*EXERCISE*.
Exactly and only the lines from the line holding "Target: background tree" to the end of the records should be reproduced. Leave pictures out.

*LISTING*.
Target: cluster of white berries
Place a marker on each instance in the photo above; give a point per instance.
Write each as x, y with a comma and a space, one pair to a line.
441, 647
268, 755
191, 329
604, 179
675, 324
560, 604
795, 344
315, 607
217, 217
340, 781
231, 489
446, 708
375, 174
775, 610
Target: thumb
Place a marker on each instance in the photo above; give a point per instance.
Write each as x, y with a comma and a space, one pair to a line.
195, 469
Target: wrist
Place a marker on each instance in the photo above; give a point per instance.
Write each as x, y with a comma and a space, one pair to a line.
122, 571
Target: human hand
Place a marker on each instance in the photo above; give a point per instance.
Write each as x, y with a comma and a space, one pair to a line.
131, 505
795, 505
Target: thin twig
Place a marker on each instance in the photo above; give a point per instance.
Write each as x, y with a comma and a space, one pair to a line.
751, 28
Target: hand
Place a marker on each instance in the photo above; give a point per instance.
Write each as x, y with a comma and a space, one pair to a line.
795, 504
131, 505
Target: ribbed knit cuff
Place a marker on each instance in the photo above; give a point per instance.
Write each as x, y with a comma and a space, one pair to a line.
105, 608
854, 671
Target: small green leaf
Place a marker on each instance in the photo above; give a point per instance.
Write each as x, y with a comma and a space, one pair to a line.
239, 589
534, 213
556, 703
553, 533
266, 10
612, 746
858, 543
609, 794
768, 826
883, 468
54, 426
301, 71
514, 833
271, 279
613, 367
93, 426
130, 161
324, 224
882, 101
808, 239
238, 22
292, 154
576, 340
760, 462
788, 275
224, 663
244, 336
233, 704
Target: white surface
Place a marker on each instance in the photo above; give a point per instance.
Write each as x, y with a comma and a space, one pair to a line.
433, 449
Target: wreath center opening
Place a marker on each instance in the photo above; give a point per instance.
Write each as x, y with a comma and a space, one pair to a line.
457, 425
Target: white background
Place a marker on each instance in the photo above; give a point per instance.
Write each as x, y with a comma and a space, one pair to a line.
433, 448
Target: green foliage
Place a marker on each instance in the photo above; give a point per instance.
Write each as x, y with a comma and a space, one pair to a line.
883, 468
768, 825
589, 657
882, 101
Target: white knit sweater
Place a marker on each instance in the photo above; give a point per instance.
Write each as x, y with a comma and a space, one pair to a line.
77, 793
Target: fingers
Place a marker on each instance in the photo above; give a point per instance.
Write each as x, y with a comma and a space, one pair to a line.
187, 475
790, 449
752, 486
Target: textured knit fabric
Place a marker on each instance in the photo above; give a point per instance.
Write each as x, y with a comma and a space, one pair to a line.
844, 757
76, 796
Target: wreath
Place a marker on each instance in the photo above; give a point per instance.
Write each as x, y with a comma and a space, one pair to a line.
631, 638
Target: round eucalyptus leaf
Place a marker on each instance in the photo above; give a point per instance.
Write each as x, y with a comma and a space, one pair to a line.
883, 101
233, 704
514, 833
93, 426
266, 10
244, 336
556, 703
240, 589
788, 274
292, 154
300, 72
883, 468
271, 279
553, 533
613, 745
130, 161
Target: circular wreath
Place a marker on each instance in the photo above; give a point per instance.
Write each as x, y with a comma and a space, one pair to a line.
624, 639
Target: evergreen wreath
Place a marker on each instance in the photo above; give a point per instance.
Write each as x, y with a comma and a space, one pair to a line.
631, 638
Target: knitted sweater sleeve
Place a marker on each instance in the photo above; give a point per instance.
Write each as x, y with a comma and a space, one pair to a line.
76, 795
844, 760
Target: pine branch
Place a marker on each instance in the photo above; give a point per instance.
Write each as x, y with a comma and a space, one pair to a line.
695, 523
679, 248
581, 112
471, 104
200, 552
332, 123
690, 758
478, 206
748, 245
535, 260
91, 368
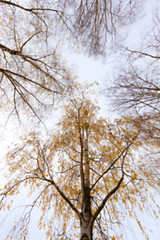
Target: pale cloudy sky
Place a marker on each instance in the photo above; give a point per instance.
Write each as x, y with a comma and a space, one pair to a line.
100, 70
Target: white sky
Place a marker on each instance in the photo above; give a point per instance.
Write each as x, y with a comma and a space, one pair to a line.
91, 69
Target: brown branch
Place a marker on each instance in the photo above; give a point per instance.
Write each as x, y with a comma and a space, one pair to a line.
111, 165
106, 199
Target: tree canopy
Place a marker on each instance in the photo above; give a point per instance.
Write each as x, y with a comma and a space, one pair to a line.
85, 170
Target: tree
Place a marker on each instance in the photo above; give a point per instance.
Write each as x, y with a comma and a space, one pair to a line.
31, 70
85, 170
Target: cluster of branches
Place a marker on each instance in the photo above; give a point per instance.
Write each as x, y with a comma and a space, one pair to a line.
84, 169
31, 71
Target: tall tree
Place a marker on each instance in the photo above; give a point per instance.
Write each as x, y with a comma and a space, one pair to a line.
31, 70
80, 174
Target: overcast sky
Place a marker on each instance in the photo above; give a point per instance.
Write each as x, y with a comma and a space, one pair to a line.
100, 70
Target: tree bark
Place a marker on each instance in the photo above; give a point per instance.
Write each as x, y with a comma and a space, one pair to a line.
86, 227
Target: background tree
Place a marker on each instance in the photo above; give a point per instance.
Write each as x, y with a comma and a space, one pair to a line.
31, 70
137, 86
80, 174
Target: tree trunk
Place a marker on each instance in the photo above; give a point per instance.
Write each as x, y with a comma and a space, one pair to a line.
86, 228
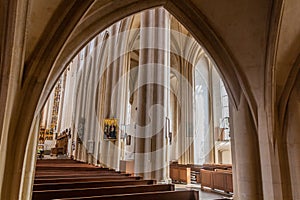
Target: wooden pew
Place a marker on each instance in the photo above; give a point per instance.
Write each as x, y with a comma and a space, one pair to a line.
219, 179
206, 178
85, 179
66, 175
180, 173
92, 184
165, 195
87, 192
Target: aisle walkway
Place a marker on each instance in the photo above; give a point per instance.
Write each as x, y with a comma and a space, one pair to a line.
203, 195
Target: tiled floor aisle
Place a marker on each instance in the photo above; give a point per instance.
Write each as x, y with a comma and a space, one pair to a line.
203, 195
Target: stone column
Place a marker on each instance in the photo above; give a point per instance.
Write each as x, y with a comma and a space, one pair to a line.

*ANSWER*.
Target: background tree
Place a marker on each instance in the photo above; give a point per instance.
Write each as x, y with a comma and a space, one pair to a line.
31, 70
137, 86
80, 174
Target: tree trunk
Place a marker on each instance in the photo above; give a point per instance.
Write each as x, y with a comma and a space, one pair to a line.
86, 228
Target: wooden pew
Place a marker on each instance in the photo above; give a point per instance.
Write each as x, y with a comma and a space, one pair to a line.
219, 179
206, 178
85, 179
66, 175
180, 173
92, 184
165, 195
87, 192
Target: aisle walkway
Place a marker on each instance in the photo above; give a point per instance.
Write each as x, y with a comma and a space, one pair to a line.
203, 195
Target: tiled floor aisle
Place a marker on each instance in the photo above; give a point per instance.
Write each as x, y with a comma and a space, one pair to a line.
203, 195
Target: stone column
Place a marker on each instance in the photo above; give a point per instance.
Write each as x, y with a comma and a space, one pair to a line.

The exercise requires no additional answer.